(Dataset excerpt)
· · · · ·

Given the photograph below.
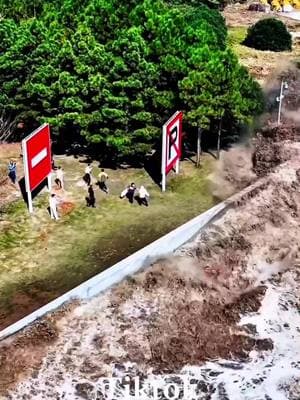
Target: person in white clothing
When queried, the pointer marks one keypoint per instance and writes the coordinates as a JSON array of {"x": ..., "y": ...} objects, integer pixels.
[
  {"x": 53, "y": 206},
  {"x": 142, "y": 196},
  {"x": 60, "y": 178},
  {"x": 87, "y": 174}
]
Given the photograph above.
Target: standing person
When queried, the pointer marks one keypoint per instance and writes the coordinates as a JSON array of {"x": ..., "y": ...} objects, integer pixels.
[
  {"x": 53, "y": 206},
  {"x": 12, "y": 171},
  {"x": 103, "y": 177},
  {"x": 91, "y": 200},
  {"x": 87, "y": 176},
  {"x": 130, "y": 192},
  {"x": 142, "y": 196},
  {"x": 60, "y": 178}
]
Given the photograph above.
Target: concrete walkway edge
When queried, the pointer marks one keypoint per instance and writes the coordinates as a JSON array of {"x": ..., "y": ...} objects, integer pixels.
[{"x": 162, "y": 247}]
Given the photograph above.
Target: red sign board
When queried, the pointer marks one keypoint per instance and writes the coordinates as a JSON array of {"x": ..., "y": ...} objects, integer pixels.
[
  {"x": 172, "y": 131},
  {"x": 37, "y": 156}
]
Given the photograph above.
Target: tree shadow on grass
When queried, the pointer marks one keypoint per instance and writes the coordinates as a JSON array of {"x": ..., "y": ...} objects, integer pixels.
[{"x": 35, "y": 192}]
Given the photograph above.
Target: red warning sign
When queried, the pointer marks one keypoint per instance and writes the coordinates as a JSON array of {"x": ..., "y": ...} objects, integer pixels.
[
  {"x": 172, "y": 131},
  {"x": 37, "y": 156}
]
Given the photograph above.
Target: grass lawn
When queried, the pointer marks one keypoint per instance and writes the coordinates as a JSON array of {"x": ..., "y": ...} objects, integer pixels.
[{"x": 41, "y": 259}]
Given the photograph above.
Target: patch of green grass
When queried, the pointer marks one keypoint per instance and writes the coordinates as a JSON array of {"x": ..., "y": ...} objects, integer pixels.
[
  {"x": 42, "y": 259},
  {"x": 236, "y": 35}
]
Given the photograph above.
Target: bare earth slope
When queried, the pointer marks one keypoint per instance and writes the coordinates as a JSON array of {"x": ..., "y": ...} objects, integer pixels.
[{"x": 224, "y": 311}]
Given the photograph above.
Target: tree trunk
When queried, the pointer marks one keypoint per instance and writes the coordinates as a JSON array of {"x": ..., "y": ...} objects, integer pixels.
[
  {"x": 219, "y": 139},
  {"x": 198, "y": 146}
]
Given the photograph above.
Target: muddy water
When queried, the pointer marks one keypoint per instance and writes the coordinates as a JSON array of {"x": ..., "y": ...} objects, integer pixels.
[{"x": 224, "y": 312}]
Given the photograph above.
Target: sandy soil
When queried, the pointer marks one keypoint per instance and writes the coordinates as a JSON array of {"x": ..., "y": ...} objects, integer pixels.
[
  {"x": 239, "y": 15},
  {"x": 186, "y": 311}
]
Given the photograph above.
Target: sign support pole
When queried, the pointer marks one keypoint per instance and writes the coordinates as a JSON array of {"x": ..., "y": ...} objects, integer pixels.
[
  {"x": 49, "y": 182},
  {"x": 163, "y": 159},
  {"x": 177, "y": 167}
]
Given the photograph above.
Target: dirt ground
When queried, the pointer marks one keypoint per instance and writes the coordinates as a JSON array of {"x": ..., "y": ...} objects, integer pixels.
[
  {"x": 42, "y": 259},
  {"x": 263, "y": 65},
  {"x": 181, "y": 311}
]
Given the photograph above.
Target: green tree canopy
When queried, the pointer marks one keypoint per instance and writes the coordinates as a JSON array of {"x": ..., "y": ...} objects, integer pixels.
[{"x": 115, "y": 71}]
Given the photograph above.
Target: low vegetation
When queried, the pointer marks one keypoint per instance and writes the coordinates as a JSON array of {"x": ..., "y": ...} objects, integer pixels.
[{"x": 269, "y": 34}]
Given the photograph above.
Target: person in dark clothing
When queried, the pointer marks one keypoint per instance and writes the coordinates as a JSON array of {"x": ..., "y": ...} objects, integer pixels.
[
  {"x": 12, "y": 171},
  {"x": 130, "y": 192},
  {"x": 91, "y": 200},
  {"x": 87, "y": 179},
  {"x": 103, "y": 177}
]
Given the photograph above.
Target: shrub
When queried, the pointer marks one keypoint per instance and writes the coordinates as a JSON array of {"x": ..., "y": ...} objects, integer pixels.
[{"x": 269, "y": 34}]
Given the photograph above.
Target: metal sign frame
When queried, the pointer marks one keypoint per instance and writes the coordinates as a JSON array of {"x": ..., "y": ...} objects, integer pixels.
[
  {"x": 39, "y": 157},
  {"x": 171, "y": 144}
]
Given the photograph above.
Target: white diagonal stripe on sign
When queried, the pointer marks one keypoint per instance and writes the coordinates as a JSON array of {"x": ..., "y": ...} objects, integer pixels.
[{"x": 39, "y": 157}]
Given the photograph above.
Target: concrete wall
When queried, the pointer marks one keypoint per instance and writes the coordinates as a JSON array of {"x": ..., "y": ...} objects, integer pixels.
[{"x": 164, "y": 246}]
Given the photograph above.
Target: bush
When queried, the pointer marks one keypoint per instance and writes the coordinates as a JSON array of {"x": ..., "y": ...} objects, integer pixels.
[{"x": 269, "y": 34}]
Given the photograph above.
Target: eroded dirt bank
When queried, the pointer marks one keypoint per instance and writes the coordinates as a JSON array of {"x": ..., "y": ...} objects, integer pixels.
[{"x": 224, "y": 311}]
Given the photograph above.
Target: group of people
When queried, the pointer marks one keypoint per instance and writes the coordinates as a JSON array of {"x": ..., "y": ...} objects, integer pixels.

· · · · ·

_WORK REQUIRED_
All preceding records should be duplicated verbatim, images excepted.

_FULL RESPONSE_
Given the photograph below.
Target: person in white clothing
When queried, the pointer marks one keypoint per instance and writes the coordinates as a JSON array of {"x": ..., "y": ...} objects, integer pixels.
[
  {"x": 53, "y": 206},
  {"x": 142, "y": 196},
  {"x": 60, "y": 178},
  {"x": 87, "y": 174}
]
Given the photograph above.
Target: standing person
When queried, the pointer marks one keypoint per instance and writes the coordinates as a JSON array of {"x": ..., "y": ...} objects, integer pixels.
[
  {"x": 53, "y": 206},
  {"x": 12, "y": 171},
  {"x": 103, "y": 177},
  {"x": 91, "y": 200},
  {"x": 87, "y": 176},
  {"x": 130, "y": 192},
  {"x": 142, "y": 196},
  {"x": 60, "y": 178}
]
Given the photograph above.
Target: concrete walkway edge
When queried, the pointer marks one keypoint per instance and writes the coordinates as a JSON array of {"x": ..., "y": ...} objects, integer pixels.
[{"x": 162, "y": 247}]
Given the photograph above.
Target: red sign board
When queried, the pointer marks one keypoint per instance and writes the coordinates as a JSON array of {"x": ..., "y": ...} objects, integer pixels.
[
  {"x": 172, "y": 131},
  {"x": 37, "y": 156}
]
Given the photograph above.
Target: tree shadow on grass
When queried, the pointer marks one keypoint per instance and writes the coordinates as a JSON array of {"x": ..., "y": ...} objects, integer pixels.
[{"x": 35, "y": 192}]
Given the photograph above.
Target: red warning sign
When queried, the pointer marks one keypoint per instance and writes the coordinates as a JSON array of {"x": ..., "y": ...} objects, integer pixels.
[
  {"x": 172, "y": 131},
  {"x": 37, "y": 156}
]
Given the photograph above.
Target: grass lawn
When queried, the pointer marks one keypoint per instance and writes the coordinates as a JSON array of {"x": ..., "y": ...} objects, integer pixels.
[{"x": 41, "y": 259}]
Given the photograph above.
Target: patch of green grass
When queried, the pointer marks one keypoint per instance and writes the coordinates as a JSON array of {"x": ..., "y": ...} objects, integer pixels.
[
  {"x": 42, "y": 259},
  {"x": 236, "y": 35}
]
Given the photograph above.
Target: bare earth slope
When queried, the pointer marks one keypoint per instance and writes the coordinates as a JSON array of {"x": ..., "y": ...} objects, integer pixels.
[{"x": 224, "y": 311}]
Given the photograph above.
Target: tree trunk
When queried, the pointer marks one keypoint per instance and writes the coordinates as a JSON array of {"x": ..., "y": ...} objects, integer pixels.
[
  {"x": 219, "y": 139},
  {"x": 198, "y": 146}
]
Given the photograph above.
Target: muddy water
When queried, the pointer marks one keypoint per instance and writes the coordinates as a JSON array of {"x": ..., "y": ...} objects, integer pixels.
[{"x": 224, "y": 312}]
Given the photograph above.
Target: sandy soil
When queried, the pointer marks one keypoint per instance and writes the coordinates as a JSON array of {"x": ..., "y": ...} objects, integer pixels.
[
  {"x": 239, "y": 15},
  {"x": 186, "y": 311}
]
Given the photograph above.
Target: sign support pole
When queried, the pointer marks one keypoint per instance and writes the coordinates as a JSON array of {"x": ..., "y": ...} objects, integer pixels.
[
  {"x": 49, "y": 182},
  {"x": 163, "y": 159},
  {"x": 177, "y": 167}
]
Given the photograph above.
Target: dirt ground
When queried, the pointer marks one keypoint per instance and writes the coordinates as a JSON array of {"x": ..., "y": ...} objects, integer pixels.
[
  {"x": 42, "y": 259},
  {"x": 263, "y": 65},
  {"x": 181, "y": 311}
]
Given the photograph above.
Target: green tree canopy
When queried, the pointer marks one keypoint per instance and writes the coordinates as a JSON array of {"x": ..., "y": ...} objects, integer pixels.
[{"x": 115, "y": 71}]
Given the photograph above.
Target: low vegetation
When queried, the pointer marks one keypoint per instance and writes the coordinates as a JSON array of {"x": ..., "y": ...} objects, integer pixels.
[{"x": 269, "y": 34}]
Given the photograph above.
Target: person in dark clothing
When queried, the pointer marks one keypoint per instance and writes the coordinates as a JSON array of {"x": ..., "y": ...} objects, integer pixels.
[
  {"x": 12, "y": 171},
  {"x": 130, "y": 192},
  {"x": 91, "y": 200},
  {"x": 87, "y": 179},
  {"x": 103, "y": 177}
]
Given the photograph above.
Target: shrub
When queried, the pointer marks one keypoint per instance and writes the coordinates as a JSON array of {"x": ..., "y": ...} objects, integer pixels.
[{"x": 269, "y": 34}]
Given the photograph above.
Target: metal sign frame
When queried, the pointer marks one keypoint per instance and writes the coordinates as a JSON array of {"x": ..., "y": ...} objects, integer pixels.
[
  {"x": 39, "y": 157},
  {"x": 171, "y": 144}
]
Given the photograph above.
Target: white diagonal stripe on sign
When queried, the pointer marks one keypoint per instance and writes the coordinates as a JSON array of {"x": ..., "y": ...} objects, integer pixels.
[{"x": 39, "y": 157}]
Given the photograph above.
Target: concrete wall
When queried, the pointer marks one keypoint per instance and writes the coordinates as a JSON array of {"x": ..., "y": ...} objects, integer pixels.
[{"x": 164, "y": 246}]
Given the photograph above.
Target: bush
When queried, the pointer marks one keypoint per instance and writes the coordinates as a JSON array of {"x": ..., "y": ...} objects, integer pixels.
[{"x": 269, "y": 34}]
Given the photograph above.
Target: eroded dirt bank
When queried, the pointer marks one keypoint per instance and writes the coordinates as a JSON array of {"x": ..., "y": ...} objects, integer pixels.
[{"x": 224, "y": 311}]
Given the photograph above.
Target: group of people
When queried, the pointer marks one keypoint per instance and writes the coordinates as a JSON array of {"x": ..., "y": ...} objects, integer pixels.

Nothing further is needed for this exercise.